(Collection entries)
──────────────────────────────
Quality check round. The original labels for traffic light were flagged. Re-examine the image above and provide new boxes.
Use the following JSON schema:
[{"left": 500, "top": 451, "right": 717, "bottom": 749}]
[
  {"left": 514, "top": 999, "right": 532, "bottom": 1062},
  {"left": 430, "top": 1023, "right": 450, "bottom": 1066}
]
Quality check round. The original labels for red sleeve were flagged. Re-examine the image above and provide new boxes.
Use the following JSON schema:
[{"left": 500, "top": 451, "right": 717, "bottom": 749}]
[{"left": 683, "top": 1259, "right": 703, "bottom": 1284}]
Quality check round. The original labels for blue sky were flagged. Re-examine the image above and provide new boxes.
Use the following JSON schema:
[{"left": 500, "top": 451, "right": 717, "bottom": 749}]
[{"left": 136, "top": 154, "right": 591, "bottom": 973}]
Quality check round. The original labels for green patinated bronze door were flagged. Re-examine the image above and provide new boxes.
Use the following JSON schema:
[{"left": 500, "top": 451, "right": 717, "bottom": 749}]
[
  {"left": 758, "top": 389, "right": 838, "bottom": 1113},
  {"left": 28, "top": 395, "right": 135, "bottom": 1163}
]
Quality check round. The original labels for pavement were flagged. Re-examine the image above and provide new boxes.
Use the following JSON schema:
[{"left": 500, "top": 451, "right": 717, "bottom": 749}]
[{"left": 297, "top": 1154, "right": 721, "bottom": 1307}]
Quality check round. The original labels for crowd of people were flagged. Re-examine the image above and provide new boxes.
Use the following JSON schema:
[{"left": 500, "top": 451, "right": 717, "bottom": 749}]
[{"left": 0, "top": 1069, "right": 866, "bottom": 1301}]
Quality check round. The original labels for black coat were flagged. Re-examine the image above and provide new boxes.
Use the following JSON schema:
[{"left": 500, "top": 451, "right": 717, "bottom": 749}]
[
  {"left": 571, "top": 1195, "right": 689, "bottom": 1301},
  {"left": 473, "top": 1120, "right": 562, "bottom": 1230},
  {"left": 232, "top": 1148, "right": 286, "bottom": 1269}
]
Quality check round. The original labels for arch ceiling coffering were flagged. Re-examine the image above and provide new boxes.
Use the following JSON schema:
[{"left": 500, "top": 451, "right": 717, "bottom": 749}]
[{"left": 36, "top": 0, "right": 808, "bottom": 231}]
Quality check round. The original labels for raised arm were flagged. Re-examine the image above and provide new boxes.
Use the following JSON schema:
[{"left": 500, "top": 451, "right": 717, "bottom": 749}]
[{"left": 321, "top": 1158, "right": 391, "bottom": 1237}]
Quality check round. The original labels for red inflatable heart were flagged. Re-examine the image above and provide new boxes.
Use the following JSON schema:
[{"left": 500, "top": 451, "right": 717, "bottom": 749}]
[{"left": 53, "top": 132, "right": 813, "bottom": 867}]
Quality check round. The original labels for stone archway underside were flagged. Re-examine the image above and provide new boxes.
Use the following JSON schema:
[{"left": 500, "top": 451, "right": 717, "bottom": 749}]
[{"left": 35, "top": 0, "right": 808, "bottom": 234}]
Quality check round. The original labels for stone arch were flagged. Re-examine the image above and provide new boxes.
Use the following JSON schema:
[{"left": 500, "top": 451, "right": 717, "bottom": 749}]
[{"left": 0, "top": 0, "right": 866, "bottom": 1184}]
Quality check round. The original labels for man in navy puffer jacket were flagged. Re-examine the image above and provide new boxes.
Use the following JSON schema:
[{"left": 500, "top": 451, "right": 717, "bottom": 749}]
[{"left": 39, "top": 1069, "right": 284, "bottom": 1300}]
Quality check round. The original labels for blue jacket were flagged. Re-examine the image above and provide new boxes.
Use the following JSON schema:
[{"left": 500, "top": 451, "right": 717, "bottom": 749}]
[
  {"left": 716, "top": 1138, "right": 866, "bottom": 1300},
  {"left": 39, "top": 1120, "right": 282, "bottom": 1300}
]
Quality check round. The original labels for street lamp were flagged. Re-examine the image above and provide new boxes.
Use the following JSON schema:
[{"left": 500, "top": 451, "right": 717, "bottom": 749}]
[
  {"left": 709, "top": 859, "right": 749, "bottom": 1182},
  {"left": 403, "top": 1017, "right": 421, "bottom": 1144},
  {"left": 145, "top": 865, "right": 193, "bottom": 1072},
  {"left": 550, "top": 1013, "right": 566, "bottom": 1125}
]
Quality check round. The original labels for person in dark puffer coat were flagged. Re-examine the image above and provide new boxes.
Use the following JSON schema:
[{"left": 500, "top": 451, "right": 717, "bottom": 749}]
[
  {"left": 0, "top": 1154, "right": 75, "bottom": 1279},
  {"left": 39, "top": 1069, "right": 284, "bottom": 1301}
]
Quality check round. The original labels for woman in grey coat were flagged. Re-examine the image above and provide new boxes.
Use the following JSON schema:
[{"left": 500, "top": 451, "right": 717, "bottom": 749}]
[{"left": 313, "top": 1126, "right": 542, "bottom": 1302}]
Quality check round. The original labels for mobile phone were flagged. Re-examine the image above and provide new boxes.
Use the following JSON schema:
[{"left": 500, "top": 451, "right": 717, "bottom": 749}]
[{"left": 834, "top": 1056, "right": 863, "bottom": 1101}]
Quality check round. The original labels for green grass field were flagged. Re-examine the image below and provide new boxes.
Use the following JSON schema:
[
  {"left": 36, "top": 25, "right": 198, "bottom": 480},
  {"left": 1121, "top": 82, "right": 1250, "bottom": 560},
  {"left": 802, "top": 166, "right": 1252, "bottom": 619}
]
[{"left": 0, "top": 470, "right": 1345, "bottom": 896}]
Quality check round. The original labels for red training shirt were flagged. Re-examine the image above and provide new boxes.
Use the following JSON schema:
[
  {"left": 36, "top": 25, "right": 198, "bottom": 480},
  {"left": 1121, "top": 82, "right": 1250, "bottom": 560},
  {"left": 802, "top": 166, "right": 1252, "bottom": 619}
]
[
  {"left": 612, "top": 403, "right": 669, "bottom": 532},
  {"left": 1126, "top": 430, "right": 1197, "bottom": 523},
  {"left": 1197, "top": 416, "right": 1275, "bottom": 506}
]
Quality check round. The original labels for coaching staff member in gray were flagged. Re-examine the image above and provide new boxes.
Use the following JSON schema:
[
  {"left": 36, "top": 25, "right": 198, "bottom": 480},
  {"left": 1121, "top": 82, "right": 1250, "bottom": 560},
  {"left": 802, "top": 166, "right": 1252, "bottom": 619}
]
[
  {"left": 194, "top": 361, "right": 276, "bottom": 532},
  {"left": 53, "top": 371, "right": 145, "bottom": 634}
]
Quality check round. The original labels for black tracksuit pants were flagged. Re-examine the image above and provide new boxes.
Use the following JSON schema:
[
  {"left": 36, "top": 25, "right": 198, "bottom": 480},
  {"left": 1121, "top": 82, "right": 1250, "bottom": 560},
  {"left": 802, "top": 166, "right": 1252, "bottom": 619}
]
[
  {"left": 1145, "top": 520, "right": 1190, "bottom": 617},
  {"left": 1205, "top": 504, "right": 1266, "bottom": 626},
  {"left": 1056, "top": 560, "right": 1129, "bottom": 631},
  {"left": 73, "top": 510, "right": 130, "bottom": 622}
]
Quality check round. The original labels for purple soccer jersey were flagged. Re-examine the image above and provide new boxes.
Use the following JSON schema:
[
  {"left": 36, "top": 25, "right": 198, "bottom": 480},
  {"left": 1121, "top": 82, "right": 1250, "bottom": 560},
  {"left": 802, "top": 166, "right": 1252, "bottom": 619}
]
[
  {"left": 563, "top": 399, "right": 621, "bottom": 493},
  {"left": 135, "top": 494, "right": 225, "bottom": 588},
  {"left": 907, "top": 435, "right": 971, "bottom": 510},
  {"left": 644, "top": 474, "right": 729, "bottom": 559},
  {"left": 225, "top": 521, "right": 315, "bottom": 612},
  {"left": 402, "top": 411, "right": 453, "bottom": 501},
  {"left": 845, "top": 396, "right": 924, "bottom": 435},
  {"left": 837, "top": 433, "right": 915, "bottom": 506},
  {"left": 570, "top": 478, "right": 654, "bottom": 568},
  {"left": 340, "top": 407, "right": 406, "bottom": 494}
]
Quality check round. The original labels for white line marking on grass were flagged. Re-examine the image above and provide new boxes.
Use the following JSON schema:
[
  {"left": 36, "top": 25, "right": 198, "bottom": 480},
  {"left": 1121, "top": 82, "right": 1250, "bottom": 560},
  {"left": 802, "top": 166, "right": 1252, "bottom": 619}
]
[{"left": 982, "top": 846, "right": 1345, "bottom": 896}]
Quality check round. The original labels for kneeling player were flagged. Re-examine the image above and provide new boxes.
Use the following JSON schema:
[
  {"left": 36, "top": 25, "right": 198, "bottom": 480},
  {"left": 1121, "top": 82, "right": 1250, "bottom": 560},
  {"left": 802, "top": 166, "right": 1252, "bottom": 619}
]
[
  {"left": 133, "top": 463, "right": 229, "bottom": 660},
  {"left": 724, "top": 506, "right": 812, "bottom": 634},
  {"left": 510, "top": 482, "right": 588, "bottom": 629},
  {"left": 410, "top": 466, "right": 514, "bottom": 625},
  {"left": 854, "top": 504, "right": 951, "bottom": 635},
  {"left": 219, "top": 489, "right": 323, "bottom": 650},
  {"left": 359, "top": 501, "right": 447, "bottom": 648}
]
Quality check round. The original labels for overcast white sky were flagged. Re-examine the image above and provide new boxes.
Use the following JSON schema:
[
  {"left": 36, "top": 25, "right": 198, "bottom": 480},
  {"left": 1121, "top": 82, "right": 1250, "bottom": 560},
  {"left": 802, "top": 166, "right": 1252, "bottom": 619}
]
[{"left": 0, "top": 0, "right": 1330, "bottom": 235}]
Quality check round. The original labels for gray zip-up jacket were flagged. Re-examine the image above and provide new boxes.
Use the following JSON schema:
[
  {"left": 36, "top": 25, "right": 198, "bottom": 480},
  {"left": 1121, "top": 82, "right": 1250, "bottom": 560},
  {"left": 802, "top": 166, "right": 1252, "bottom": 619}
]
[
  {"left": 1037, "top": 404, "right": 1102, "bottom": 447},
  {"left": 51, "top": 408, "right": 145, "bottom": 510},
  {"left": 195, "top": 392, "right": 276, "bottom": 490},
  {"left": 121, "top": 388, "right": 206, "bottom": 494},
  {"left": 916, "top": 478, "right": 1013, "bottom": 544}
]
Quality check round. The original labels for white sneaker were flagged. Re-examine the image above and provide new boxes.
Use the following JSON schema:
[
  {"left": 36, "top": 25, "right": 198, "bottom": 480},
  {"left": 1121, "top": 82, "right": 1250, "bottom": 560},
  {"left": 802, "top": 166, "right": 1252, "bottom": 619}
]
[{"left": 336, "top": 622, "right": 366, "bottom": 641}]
──────────────────────────────
* **GIVEN REQUEST**
Go back to the data above and please quote exactly, and only, the lines from the line with "Quality check round. The original labels for white sneaker" through its last line.

* **FINAL RESULT**
Quality check round. The original labels for white sneaker were flagged. Re-examine the image above and provide new boxes.
Use the following JSON schema:
[
  {"left": 36, "top": 25, "right": 198, "bottom": 480},
  {"left": 1121, "top": 82, "right": 1250, "bottom": 560},
  {"left": 802, "top": 166, "right": 1252, "bottom": 619}
]
[{"left": 336, "top": 622, "right": 366, "bottom": 641}]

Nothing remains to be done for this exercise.